**Document passage:**
Papers: 4 Mar 2023 - 10 Mar 2023

Basic Science

Ex Vivo Studies, In Vitro Studies, Molecular/Cellular, Neurobiology, Pharmacology/Drug Development

2023 Mar 09

J Neurosci


Inhibition of nonsense-mediated decay induces nociceptive sensitization through activation of the integrated stress response.


de la Peña JB, Chase R, Kunder N, Smith PR, Lou TF, Stanowick A, Suresh P, Shukla T, Butcher SE, Price T, Campbell ZT


RNA stability is meticulously controlled. Here, we sought to determine if an essential post-transcriptional regulatory mechanism plays a role in pain. Nonsense-mediated decay (NMD) safeguards against translation of mRNAs that harbor premature termination codons and controls the stability of roughly 10% of typical protein-coding mRNAs. It hinges on the activity of the conserved kinase SMG1. Both SMG1 and its target, UPF1, are expressed in murine dorsal root ganglion (DRG) sensory neurons. SMG1 protein is present in both the DRG and sciatic nerve. Using high-throughput sequencing, we examined changes in mRNA abundance following inhibition of SMG1. We confirmed multiple NMD stability targets in sensory neurons including ATF4. ATF4 is preferentially translated during the integrated stress response (ISR). This led us to ask if suspension of NMD induces the ISR. Inhibition of NMD increased eIF2-alpha phosphorylation and reduced the abundance of the eIF2-alpha phosphatase constitutive repressor of IF2-alpha phosphorylation (CReP). Finally, we examined the effects of SMG1 inhibition on pain-associated behaviors. Peripheral inhibition of SMG1 results in mechanical hypersensitivity in males and females that persists for several days and priming to a subthreshold dose of PGE2. Priming was fully rescued by a small molecule inhibitor of the ISR. Collectively, our results indicate that suspension of NMD promotes pain through stimulation of the ISR. Nociceptors undergo long-lived changes in their plasticity which may contribute to chronic pain. Translational regulation has emerged as a dominant mechanism in pain. Here, we investigate the role of a major pathway of RNA surveillance called NMD. Modulation of NMD is potentially beneficial for a broad array of diseases caused by frameshift or nonsense mutations. Our results suggest that inhibition of the rate-limiting step of NMD drives behaviors associated with pain through activation of the ISR. This work reveals complex interconnectivity between RNA stability and translational regulation and suggests an important consideration in harnessing the salubrious benefits of NMD disruption.

**Source information:**
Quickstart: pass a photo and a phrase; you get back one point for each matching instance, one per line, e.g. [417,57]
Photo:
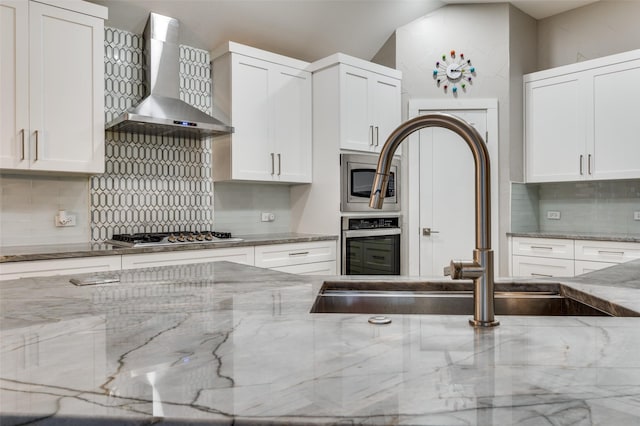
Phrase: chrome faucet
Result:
[480,269]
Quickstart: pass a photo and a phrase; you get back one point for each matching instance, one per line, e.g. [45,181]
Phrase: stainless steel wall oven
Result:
[356,180]
[371,245]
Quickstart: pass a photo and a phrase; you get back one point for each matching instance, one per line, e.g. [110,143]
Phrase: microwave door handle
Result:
[355,233]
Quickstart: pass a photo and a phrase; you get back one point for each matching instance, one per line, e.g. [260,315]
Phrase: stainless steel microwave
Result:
[356,180]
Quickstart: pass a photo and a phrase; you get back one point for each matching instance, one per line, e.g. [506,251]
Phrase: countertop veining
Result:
[63,251]
[223,343]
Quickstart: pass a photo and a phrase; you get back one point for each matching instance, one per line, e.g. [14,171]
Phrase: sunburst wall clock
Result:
[454,72]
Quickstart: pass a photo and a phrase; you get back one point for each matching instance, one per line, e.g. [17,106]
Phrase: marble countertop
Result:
[629,238]
[62,251]
[223,343]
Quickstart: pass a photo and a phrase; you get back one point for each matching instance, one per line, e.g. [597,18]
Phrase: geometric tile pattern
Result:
[151,183]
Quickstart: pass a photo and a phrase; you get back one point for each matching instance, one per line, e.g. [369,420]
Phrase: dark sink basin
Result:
[454,298]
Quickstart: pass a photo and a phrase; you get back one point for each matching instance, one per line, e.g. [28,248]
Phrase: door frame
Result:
[412,181]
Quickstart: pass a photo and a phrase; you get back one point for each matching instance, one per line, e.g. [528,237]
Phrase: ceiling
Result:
[304,29]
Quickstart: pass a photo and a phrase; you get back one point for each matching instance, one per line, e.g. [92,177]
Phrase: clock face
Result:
[454,72]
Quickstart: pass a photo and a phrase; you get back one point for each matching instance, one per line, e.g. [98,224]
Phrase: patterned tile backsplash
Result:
[587,207]
[150,184]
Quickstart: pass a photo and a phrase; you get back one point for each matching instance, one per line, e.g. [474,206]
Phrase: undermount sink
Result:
[456,298]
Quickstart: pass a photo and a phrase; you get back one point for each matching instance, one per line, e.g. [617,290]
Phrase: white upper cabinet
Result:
[367,98]
[268,100]
[52,86]
[581,122]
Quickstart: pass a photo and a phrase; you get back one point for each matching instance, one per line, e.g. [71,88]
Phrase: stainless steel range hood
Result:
[162,112]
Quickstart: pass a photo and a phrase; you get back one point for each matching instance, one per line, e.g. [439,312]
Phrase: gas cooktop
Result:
[167,238]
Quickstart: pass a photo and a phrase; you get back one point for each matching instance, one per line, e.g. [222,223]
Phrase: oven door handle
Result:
[376,232]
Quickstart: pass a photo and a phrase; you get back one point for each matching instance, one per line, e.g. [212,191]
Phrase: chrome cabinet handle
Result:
[22,134]
[619,253]
[37,143]
[428,231]
[279,164]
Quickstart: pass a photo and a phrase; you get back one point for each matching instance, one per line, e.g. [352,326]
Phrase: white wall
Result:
[484,34]
[599,29]
[30,203]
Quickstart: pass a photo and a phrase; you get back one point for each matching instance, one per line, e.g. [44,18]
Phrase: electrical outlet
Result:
[267,217]
[64,219]
[553,214]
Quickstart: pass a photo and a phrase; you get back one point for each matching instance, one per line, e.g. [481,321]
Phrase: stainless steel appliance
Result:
[167,238]
[162,112]
[358,172]
[371,245]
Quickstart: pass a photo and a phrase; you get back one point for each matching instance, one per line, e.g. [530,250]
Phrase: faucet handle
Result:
[463,269]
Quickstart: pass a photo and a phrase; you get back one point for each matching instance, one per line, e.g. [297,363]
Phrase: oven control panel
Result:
[371,222]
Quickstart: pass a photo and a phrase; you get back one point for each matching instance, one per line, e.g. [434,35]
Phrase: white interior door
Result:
[440,181]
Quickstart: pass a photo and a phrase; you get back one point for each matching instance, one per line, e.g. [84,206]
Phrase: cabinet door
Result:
[555,134]
[66,90]
[277,255]
[584,267]
[43,268]
[356,126]
[526,266]
[385,108]
[242,255]
[14,84]
[319,268]
[616,128]
[251,142]
[292,124]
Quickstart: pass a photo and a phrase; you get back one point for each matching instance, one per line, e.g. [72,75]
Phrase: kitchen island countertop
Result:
[594,236]
[223,343]
[66,251]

**Task goal:** Rewrite the passage on nonsense-mediated decay and pain starting at "Papers: 4 Mar" and ending at "integrated stress response.", with "integrated stress response" replaced by "cellular stress response".

**Written reply:**
Papers: 4 Mar 2023 - 10 Mar 2023

Basic Science

Ex Vivo Studies, In Vitro Studies, Molecular/Cellular, Neurobiology, Pharmacology/Drug Development

2023 Mar 09

J Neurosci


Inhibition of nonsense-mediated decay induces nociceptive sensitization through activation of the cellular stress response.